» Sayfa
++++
Ülkücü, ürkütücü, bedel ve istifa
Subat ayında türbana dair bir yazı yazmıştım. Yalnızca dört cümlesi benimdi; geri kalanı; Zekeriya Beyaz, Yaşar Nuri Öztürk ve Bahriye Üçok gibi İslam âlimlerinden alıntılardı. Yani işi ehline havale etmiştim. Birkaç ay sonra, google arama motorunda kendimi ararken, çirkin sözlere rastladım ve tıkladım. Aman Allah’ım!.. Yararlandığım İslam bilginlerinin adları kesilerek, tırnaklar kaldırılarak alıntılanmış yazım... Alıntının altında da, kaleminden küfür damlayan birinden bir yorum. İşte o yorum: Okuyun da bakın analar ne çirkefler doğuruyor: “Böyle soytarıca, arsızca yorumda bulunan yazara ne denir? Kur’an yorumluyor. Karacaoğlan’la Kur’an hükmü kıyaslanıyor, kılperest suçlaması yapıyor. Karacaoğlan’dan bir söz: Bütün aşk türkülerini ben söyledim. Benden sonra söyleyen anasının uçkuruna söyler. Karacaoğlan’ın bu sözünden yola çıkarsak, Cazim denilen bu kıl’a şunu diyebiliriz. Cazim, tesettür konusunda bütün söylenenler söylenmiştir. Senin payına karının, kızının ve ananın kılları hakkında yorum yapmak düşer. Başkasının kılı hakkında yorum yapma. Saç bir ziynettir korumak isteyen korur ve gizler. İstemeyenin tasarrufu kendindedir. Ayrıca fikirlerin de iffeti vardır Cazim. Sen ve gazetenizin yazarlarının iffeti payemal oldu. Kurtarın. Konu harici ağzıma geleni söyleyeceğim birkaç söz daha var bu çıfıta. Ancak sitenin ahlak yapısı buna müsaade etmiyor. Yalnız şunu söylemem lazım. Mensup olduğunuz TV kapandı. Sıra gazetenize geldi ve size iltifat eden Doğu Perinçek’in kapıkulu olursunuz.”
Şaşırdınız mı, kızdınız mı? Durun ama, sıkı durun şimdi. Bu sözlerin sarf edildiği site, ülkücü. Öyle diyorlar: “Dokuz Işık doktrinine inanmış bir kuruluşmuşlar”, “Ülkücü Hareket’in içinde yetişmiş, her kademesinde görev yapmış kişilerden oluşuyormuş yöneticileri.”
Peki ya ülkücü töre ve terbiye? Haa o mu? O senin dediğin gazoz ağacı, şimdiki ocaklarda yetişmez. Artık o ocaklar, böylesi “ürkütücü” ler yetiştirmekte.
++++
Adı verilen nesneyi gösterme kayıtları

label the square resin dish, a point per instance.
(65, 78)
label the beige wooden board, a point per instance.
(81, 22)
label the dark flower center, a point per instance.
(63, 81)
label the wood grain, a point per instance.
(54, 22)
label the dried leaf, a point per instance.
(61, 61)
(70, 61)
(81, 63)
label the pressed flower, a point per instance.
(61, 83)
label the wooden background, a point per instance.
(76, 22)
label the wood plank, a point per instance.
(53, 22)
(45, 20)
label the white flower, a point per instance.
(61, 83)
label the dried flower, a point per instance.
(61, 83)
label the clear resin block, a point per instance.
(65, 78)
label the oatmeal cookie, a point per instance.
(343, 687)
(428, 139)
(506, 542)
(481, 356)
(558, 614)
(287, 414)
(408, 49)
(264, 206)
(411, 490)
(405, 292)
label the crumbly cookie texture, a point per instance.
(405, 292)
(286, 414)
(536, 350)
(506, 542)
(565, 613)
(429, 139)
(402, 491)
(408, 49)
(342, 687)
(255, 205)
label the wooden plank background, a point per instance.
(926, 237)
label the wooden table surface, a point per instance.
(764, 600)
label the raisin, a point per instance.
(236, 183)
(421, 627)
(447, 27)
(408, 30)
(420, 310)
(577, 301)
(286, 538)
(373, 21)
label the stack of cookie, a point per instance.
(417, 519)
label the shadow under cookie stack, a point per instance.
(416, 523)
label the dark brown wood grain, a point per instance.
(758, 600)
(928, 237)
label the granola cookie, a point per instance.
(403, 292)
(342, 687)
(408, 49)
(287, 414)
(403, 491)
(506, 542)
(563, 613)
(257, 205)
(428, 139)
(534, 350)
++++
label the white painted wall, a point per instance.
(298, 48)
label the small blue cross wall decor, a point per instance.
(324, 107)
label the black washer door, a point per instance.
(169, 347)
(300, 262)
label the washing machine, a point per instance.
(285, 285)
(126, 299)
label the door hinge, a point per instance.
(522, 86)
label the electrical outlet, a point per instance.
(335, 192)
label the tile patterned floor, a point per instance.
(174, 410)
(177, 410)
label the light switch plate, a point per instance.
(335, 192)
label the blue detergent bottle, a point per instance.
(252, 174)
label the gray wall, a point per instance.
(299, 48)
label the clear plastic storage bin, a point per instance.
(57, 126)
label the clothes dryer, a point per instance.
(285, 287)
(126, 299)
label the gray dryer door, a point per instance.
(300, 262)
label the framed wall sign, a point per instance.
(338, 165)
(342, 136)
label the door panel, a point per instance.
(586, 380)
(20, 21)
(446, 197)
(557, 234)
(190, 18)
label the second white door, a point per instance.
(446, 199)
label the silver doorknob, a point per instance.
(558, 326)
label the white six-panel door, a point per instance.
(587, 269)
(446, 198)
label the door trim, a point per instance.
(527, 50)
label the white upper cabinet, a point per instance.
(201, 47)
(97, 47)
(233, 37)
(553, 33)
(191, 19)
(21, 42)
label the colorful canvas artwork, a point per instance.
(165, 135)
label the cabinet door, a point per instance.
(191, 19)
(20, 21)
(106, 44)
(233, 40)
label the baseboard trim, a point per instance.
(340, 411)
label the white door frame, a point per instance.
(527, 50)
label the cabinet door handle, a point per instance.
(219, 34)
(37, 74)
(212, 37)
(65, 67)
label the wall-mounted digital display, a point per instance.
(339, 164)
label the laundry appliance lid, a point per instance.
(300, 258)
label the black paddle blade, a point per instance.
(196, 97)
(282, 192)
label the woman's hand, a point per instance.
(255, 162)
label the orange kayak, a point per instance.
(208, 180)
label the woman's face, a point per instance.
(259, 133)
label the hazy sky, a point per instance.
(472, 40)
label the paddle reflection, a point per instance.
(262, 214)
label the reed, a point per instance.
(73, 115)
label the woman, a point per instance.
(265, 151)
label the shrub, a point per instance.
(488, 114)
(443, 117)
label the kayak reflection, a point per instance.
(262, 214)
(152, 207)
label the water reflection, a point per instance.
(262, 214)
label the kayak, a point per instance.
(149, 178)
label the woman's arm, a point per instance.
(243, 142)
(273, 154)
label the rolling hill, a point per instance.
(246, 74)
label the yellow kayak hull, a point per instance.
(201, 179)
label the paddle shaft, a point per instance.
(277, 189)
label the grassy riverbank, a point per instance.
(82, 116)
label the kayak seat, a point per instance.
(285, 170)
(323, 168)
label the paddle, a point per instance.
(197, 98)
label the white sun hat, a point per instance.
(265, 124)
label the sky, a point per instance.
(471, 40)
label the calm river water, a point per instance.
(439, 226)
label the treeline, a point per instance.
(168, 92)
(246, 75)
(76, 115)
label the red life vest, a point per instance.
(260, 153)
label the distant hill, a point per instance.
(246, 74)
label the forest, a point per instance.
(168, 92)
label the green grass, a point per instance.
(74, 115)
++++
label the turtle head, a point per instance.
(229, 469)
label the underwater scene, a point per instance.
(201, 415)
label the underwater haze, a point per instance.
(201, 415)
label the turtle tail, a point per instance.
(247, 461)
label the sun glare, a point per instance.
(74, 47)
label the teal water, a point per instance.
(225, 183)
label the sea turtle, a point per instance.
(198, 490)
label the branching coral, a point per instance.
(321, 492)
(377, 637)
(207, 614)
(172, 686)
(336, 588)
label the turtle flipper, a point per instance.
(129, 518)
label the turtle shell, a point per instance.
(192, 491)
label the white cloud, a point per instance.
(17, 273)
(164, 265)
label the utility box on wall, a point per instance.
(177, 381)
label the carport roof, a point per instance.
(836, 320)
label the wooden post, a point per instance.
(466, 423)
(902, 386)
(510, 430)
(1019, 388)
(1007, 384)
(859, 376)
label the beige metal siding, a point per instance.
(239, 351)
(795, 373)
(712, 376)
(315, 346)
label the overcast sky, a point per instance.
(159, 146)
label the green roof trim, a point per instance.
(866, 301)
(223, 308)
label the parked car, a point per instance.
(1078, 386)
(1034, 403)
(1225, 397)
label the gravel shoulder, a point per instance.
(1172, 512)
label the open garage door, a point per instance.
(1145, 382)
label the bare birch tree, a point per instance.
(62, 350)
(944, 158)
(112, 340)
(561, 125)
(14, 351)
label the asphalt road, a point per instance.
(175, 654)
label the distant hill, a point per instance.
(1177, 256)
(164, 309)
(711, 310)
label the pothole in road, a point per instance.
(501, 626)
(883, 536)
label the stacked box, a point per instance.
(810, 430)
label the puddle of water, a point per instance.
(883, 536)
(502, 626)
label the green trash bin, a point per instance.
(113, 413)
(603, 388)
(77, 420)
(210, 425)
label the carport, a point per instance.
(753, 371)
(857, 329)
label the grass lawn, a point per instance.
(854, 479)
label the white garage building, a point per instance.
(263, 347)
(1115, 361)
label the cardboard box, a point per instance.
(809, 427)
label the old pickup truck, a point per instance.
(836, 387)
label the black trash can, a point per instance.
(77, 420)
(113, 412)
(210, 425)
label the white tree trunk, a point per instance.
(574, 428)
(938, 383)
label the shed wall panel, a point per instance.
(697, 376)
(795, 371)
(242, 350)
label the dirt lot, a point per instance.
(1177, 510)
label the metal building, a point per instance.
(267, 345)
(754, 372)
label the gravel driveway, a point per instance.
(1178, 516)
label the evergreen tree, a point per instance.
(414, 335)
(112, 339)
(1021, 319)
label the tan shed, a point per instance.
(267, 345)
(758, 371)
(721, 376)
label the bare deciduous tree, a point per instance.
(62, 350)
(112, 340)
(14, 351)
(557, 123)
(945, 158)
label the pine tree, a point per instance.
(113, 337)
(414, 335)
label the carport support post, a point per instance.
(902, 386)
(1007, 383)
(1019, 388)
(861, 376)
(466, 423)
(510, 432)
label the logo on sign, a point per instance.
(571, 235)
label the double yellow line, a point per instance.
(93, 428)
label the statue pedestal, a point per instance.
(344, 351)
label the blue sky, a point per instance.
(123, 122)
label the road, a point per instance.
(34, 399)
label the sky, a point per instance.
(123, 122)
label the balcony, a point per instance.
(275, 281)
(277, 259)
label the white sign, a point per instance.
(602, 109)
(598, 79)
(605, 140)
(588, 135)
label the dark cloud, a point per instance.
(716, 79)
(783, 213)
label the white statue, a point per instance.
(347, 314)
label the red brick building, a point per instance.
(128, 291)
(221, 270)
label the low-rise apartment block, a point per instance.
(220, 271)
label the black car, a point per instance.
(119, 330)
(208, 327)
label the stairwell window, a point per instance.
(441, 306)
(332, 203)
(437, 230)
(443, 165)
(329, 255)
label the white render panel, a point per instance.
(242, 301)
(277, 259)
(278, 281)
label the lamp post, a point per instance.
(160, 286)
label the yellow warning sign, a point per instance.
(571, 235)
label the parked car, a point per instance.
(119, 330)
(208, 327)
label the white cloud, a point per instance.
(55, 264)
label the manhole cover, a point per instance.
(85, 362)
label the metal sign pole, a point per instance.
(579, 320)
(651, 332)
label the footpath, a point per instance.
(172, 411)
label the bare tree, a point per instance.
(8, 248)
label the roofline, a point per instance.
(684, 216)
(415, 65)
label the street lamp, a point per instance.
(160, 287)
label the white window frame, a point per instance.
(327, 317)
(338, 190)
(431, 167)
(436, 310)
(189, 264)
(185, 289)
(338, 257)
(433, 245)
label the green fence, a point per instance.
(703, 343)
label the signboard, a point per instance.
++++
» Yönergeler
1/ Türban yazısında alıntı yapıldığı belirtilen İslam âlimlerinin adlarını yazıdan eksiksiz sırala.
2/ Ülkücü sitedeki hakaret yorumunu eleştiren yazıyı son cümlesinin ardından devam ettir.
Kayıtlar, yazıdan bağımsız ayrı bir malzemedir.

» Görevlere göre yanıtlar
1/ Zekeriya Beyaz, Yaşar Nuri Öztürk, Bahriye Üçok

2/
“Canım hepsi mi öyle?” diyorsunuz. Değil elbette, yüz binde bir, bir imalat hatası da oluyor tabii ki. Benim gibi, oturup edebi eserler yazan bahtsızlar da çıkıyor. Örnek mi? Gazetemizin yazarlarından Selcan Taşçı mesela. Bedel adlı romanını okudum altı ay evvel (Bilgeoğuz Yayınları). Ha bugün ha yarın derken, yazamadım bir şeyler. Yukarıdaki çirkin sözlerin etkisini bir Hanım zarafeti ve edebi sözler azaltabilir diye düşünerek o kitaptan söz etmek istiyorum şimdi. Kısa bir ithaf var ön kapak arkasında, onunla başlayalım: “Bu kitap, giderek kimliksizleştirilen bir ülkenin dün’ün acıları yarın’ın kaygıları arasında bocalarken bugün’ü kaçıran gençlerine, yaşadıkları anın da tarihe dahil olduğunu hatırlatmak için yazılmıştır.”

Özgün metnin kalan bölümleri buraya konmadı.